» **WORK TO COMPLETE**
Would you restate each entry word for word, omitting the pictures?

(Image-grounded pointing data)
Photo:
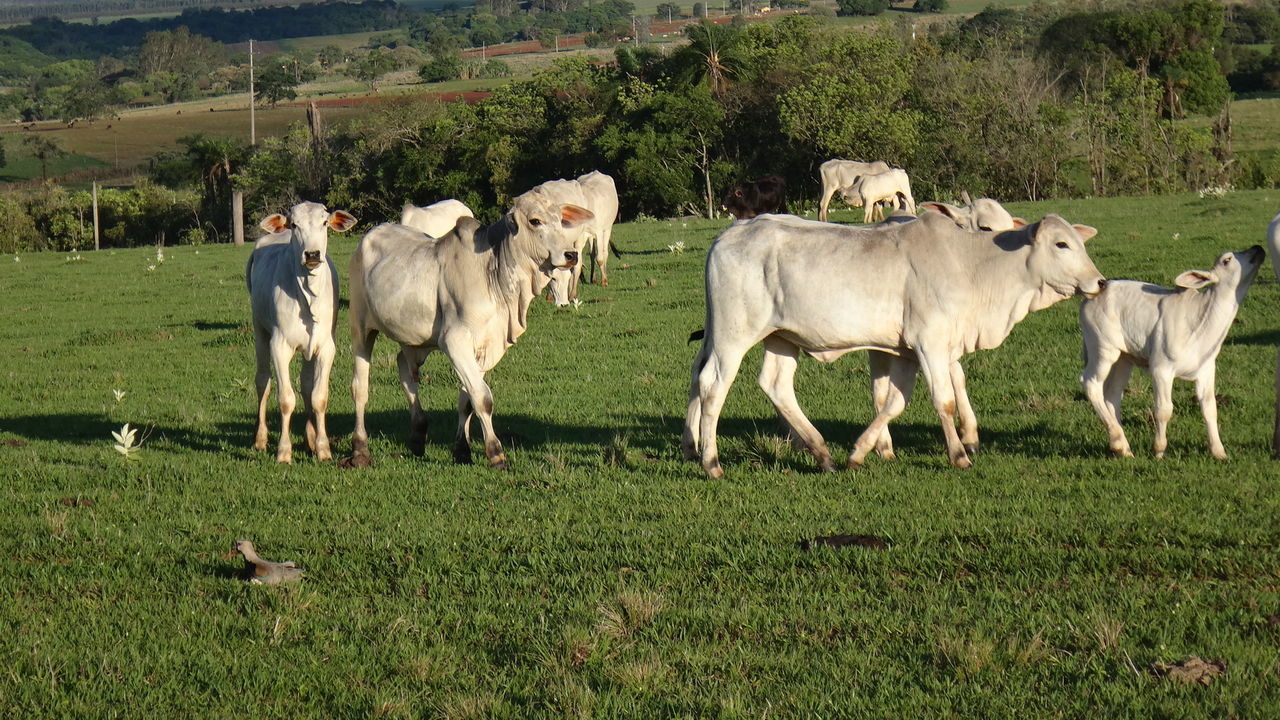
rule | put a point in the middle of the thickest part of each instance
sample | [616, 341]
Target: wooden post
[238, 217]
[97, 244]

» **SOLUTION TO THE PROBLEM**
Photo:
rule | put a point in the middle of the thickest part of each instance
sample | [616, 341]
Target: wooden post
[238, 217]
[97, 244]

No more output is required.